◆ Stated problem
Write out each line in the records below that contains the string "Expected", treating uppercase and lowercase letters as different.

◆ Material provided

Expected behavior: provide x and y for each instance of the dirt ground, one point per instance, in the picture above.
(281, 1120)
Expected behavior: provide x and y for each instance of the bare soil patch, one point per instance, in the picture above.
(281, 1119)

==

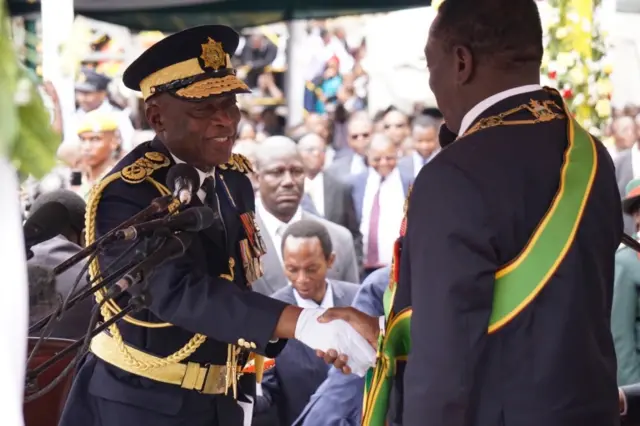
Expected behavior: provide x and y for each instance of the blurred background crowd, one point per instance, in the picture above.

--

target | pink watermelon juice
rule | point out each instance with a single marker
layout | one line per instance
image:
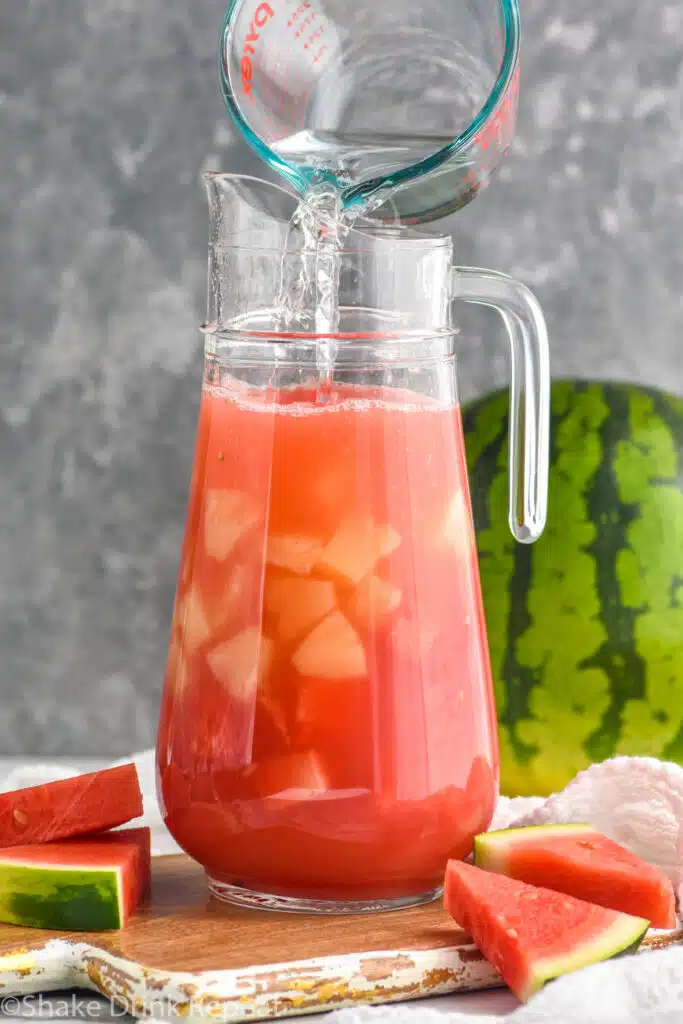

◆ Written answer
Expected behavior: provide x and y for each instance of the dirt ground, one point per instance, in the picture above.
Expected behavior: provide x and y for each instance of the bare soil patch, one point per instance, in the picture above.
Expected behavior: provide x and y for each instance of the blurred background crowd, one point per instance, in the picture above.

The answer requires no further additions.